:: Work required ::
Starting at the line that contains "Task: each instance of the fence" and ending at the line that contains "[[99, 160]]", write out only those lines of the records again, requests included, and shift every coordinate in the answers by adding 128 to it. Leave the pictures out.

:: Data shown ::
·····

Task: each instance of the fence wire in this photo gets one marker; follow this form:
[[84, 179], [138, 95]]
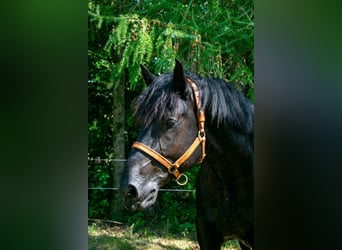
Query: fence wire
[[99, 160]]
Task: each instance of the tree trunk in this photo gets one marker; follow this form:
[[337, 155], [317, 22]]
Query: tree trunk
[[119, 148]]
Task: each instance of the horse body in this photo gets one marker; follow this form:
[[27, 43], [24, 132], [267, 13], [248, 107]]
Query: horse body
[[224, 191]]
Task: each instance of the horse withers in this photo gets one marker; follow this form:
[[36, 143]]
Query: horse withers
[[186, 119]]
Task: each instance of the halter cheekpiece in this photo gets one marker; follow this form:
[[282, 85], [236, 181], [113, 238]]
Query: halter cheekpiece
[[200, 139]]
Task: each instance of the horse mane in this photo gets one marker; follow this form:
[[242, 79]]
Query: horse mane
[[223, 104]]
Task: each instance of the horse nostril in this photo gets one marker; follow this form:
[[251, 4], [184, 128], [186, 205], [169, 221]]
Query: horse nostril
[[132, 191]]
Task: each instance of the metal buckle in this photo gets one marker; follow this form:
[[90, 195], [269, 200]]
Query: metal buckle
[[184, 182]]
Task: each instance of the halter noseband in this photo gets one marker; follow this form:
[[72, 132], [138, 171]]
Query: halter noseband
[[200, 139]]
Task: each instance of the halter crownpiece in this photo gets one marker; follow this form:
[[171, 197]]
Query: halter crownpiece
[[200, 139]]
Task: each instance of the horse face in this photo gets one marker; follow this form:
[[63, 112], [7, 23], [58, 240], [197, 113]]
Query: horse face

·····

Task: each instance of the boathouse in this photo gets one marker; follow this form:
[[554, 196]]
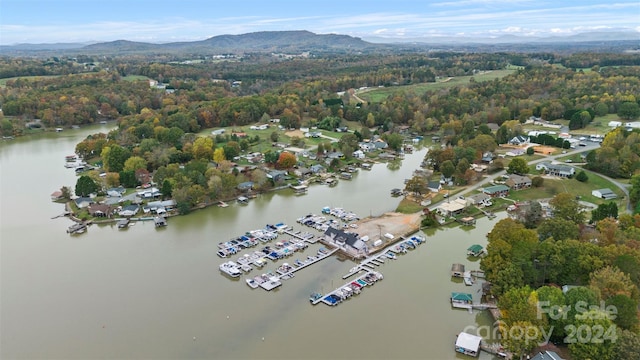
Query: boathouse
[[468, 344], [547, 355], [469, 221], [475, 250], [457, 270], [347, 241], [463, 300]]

·····

:: Solution to this task ::
Task: each instance of the fence wire in this photo gets one marker; follow this form:
[[84, 179], [138, 95]]
Query: fence wire
[[227, 288]]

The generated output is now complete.